[Collected data]

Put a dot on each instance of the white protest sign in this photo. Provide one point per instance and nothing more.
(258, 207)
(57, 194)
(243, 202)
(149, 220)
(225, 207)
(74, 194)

Your objective. Retype the lines above word for word, changing nothing.

Task solution.
Put a dot on each instance of the white protest sign in this photo. Provide one point per instance and nothing more.
(258, 207)
(57, 194)
(243, 202)
(149, 220)
(225, 207)
(74, 194)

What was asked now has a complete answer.